**Exercise:** Please list every line in the records below that contains the word "blue", copying each line in full. Case counts.

A block of data
start

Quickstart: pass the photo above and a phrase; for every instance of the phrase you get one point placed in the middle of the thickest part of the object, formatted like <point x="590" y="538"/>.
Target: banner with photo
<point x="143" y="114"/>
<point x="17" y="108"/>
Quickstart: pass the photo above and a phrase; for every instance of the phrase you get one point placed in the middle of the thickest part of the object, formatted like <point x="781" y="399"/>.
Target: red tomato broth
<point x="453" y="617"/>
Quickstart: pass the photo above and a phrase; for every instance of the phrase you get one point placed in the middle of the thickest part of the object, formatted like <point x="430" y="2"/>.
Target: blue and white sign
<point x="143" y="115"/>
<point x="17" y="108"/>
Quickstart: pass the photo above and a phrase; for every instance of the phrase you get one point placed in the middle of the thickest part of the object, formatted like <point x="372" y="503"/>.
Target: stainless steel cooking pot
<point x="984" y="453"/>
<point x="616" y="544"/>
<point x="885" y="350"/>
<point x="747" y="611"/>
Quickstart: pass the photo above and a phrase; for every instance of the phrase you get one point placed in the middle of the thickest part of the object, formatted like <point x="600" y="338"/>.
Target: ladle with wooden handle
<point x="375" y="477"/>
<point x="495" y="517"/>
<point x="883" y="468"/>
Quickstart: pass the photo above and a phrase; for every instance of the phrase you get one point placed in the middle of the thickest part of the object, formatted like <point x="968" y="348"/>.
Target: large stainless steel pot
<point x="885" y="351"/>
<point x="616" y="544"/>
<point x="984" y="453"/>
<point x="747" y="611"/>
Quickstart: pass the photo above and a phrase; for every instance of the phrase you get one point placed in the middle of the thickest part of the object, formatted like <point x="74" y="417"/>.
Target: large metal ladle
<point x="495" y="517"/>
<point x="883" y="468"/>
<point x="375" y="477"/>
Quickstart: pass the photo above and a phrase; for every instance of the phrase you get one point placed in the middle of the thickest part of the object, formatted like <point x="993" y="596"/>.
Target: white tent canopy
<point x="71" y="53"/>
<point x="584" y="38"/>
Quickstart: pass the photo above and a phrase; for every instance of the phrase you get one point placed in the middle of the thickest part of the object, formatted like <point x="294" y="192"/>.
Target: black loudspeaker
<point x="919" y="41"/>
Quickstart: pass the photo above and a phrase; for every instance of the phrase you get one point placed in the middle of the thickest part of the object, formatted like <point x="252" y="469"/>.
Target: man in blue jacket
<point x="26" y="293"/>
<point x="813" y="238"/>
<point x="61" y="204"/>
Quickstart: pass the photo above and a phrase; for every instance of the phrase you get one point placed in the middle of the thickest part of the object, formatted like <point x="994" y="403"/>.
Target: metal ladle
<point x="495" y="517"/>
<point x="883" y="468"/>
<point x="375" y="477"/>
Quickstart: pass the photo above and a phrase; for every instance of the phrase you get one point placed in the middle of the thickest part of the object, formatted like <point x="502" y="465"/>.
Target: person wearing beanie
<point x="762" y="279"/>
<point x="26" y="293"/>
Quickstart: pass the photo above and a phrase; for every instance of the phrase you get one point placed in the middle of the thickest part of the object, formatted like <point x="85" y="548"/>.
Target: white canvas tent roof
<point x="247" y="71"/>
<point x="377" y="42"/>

end
start

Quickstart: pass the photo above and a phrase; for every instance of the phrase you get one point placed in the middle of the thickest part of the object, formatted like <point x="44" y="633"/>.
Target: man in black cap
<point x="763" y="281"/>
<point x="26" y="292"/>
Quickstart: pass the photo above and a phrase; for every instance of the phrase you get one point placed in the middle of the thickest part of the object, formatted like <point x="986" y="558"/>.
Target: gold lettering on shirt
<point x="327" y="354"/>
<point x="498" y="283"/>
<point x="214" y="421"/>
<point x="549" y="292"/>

end
start

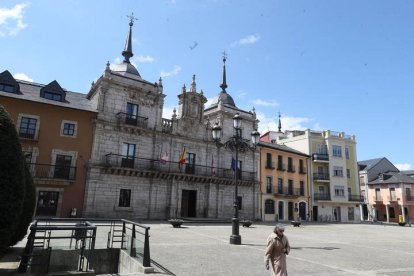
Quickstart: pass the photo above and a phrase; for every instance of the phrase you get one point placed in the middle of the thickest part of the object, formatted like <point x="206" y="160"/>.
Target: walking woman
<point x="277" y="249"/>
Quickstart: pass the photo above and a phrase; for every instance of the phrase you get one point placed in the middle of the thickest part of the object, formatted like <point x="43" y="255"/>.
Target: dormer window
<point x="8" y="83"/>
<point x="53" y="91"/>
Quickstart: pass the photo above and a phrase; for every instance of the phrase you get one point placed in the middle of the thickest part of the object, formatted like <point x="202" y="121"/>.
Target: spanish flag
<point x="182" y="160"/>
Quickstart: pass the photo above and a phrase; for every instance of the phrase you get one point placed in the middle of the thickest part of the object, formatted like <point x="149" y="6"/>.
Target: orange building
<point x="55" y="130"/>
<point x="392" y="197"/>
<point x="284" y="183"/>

end

**Solution to the problem:**
Target: blue and white sign
Target: man in blue jacket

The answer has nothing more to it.